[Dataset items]
##########

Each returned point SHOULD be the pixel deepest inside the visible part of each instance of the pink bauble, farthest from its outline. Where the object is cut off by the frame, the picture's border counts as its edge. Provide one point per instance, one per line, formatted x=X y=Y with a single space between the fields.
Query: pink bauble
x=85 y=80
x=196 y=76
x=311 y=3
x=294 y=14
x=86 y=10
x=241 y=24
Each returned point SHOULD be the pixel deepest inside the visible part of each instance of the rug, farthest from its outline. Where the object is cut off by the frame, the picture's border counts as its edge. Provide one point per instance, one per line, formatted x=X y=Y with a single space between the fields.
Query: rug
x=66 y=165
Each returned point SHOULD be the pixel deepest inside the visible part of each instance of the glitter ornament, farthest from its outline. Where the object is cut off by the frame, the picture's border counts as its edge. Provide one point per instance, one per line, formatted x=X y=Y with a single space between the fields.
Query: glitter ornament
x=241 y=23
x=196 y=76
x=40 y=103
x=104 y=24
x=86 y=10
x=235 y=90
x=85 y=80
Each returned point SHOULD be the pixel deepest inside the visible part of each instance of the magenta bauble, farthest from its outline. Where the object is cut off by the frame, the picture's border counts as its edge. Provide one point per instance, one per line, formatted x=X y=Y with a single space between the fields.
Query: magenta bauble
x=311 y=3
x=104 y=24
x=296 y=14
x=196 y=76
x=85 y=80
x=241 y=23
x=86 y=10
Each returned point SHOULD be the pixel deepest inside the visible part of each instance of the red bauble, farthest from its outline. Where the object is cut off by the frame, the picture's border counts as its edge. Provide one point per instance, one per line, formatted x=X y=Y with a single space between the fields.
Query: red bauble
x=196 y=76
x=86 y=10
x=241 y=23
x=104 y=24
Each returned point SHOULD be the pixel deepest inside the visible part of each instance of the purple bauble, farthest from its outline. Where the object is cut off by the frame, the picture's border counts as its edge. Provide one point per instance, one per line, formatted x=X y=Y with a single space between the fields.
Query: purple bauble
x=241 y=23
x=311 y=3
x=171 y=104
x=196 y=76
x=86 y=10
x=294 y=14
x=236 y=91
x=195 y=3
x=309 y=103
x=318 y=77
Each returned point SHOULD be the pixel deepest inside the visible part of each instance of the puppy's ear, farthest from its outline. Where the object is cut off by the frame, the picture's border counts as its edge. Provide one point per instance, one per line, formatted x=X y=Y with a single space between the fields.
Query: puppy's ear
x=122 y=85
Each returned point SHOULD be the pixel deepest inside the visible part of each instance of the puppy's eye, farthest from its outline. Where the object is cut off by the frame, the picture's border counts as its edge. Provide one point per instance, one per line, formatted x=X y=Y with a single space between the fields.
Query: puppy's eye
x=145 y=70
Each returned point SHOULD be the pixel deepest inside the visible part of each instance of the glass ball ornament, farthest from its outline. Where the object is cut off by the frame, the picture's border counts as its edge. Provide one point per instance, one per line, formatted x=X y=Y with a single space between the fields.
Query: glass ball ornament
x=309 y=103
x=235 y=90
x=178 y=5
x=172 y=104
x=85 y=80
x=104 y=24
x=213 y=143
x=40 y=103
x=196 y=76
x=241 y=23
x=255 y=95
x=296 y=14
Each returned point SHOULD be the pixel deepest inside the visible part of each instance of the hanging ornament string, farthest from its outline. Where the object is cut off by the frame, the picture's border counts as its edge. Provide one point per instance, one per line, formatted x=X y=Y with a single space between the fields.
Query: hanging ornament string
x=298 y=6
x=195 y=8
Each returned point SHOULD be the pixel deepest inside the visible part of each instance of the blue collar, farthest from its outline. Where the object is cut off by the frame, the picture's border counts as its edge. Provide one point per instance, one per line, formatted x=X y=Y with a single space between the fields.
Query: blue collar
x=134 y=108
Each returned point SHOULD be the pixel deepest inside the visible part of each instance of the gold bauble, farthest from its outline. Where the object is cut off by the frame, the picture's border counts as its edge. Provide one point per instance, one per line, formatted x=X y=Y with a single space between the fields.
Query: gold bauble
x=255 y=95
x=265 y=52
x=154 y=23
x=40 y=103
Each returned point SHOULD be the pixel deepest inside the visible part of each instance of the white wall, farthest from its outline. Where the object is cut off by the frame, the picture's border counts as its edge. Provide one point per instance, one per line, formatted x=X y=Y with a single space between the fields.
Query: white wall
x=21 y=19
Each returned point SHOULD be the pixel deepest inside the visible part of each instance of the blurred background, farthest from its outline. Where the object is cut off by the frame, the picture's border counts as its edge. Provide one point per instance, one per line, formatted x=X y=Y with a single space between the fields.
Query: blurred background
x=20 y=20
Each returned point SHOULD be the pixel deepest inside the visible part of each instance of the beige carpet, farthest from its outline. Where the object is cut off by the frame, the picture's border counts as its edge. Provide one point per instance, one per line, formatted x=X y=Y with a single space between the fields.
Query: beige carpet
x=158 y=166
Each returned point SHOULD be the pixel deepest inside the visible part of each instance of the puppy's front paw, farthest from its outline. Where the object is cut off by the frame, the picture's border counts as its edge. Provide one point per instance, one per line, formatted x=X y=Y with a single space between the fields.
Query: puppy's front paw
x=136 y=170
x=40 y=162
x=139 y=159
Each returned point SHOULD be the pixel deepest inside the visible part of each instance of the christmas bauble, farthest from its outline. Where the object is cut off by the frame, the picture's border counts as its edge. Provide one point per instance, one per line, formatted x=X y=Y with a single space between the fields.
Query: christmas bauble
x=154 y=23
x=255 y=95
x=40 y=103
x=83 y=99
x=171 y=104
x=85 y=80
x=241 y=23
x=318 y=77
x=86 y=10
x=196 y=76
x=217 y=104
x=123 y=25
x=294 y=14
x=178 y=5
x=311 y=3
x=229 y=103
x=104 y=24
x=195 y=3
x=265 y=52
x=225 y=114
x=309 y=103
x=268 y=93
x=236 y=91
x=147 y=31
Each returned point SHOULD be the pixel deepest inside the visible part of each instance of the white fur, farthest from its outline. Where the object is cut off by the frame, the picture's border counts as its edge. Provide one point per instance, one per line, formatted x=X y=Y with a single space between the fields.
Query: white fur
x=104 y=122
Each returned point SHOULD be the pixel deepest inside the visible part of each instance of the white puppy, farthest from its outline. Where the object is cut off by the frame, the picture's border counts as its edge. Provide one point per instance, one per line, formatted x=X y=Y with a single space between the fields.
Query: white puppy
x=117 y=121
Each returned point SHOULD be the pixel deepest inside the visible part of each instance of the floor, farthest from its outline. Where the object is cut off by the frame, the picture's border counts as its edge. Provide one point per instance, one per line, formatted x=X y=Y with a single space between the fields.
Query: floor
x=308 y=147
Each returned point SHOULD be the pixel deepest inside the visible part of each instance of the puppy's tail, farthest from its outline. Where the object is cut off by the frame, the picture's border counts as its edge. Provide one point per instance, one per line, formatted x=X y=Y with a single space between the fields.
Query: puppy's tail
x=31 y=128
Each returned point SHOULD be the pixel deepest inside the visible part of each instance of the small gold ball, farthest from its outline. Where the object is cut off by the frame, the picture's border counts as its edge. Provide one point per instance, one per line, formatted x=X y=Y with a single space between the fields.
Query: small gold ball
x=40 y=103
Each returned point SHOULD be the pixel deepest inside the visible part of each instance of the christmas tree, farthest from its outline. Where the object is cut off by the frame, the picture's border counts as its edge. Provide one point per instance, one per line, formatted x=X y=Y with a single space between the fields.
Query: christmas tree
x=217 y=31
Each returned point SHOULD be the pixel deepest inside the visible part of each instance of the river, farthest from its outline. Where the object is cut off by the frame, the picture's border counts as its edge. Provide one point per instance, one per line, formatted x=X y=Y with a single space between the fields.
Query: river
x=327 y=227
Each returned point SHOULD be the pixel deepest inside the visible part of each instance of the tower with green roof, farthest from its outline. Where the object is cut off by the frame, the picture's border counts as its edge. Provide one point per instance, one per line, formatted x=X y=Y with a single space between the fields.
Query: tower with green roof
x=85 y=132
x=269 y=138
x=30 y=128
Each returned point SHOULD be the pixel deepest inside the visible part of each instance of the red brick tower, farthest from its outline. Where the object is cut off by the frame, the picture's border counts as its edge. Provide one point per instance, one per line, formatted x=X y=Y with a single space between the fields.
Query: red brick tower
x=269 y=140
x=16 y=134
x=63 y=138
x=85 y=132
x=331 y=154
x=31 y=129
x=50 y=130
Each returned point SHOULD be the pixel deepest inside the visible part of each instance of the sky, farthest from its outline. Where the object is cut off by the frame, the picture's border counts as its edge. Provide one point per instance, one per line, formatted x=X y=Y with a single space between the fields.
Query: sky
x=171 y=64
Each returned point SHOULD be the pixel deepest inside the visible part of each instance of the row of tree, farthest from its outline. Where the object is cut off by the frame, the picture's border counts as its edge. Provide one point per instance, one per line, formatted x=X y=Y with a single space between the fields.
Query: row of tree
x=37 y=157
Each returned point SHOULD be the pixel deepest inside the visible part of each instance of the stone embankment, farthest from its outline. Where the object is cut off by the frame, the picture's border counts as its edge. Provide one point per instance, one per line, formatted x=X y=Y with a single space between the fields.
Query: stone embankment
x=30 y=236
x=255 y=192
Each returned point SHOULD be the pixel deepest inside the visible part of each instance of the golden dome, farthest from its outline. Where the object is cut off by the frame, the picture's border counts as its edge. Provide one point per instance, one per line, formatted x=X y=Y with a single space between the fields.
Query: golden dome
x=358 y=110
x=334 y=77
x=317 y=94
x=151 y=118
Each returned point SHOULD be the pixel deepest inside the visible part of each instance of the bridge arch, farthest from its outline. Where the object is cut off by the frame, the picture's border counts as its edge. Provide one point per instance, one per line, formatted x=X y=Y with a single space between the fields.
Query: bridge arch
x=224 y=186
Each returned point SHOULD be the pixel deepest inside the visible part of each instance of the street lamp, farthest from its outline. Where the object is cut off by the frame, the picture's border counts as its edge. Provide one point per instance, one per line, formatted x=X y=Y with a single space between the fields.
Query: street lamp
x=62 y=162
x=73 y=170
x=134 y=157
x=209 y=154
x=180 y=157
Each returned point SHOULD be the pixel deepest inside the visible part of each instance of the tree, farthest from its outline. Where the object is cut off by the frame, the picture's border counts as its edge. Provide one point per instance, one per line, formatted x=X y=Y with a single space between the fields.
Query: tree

##########

Reproduce every line from the one containing "of the stone" down to the last line above, offsetting each x and y coordinate in the answers by 97 and leaving all other text unchanged.

Each returned point SHOULD be the pixel deepest inside the visible part of each instance of the stone embankment, farthest from its outline. Where the object is cut off by the frame, the picture's border counts as its edge. Provide one point per instance, one per line, formatted x=X y=Y with a single space between the fields.
Query: stone embankment
x=127 y=333
x=352 y=289
Each returned point SHOULD be the pixel deepest inside the visible part of each instance of the golden dome, farthest from its outline. Where the object is cut off by the frame, the picture's border counts as its edge. Provide one point per instance, one per line, formatted x=X y=Y with a single space between the fields.
Query: golden dome
x=455 y=207
x=431 y=174
x=414 y=191
x=248 y=215
Each returned point SHOULD be the pixel deepest inside the visible part of each instance of the bridge arch, farthest from its outline. Where the object is cut off by the frame, the picture's border counts as its edge. Provide one point per instance, one per line, formatted x=X y=Y with a single space between the fields.
Query: bridge arch
x=321 y=283
Each returned point SHOULD be the pixel deepest inside the visible part of each instance of the street lamp, farthest from its outline. Where the object is cut off by the frame, the picture's border counts as its edge. Provide one point per instance, one per line, formatted x=X y=Y with a single space between the fields.
Query: street lamp
x=159 y=259
x=170 y=267
x=231 y=254
x=306 y=251
x=277 y=254
Each returned point SHOULD be the pixel deepest inside the visible part of each instance of the tree, farthest from its outline. Where the object is cut off by the frame, the picture's border counts as its edge. Provide one point per instance, one per line, formatted x=X y=Y with a single space between the fields.
Query: tree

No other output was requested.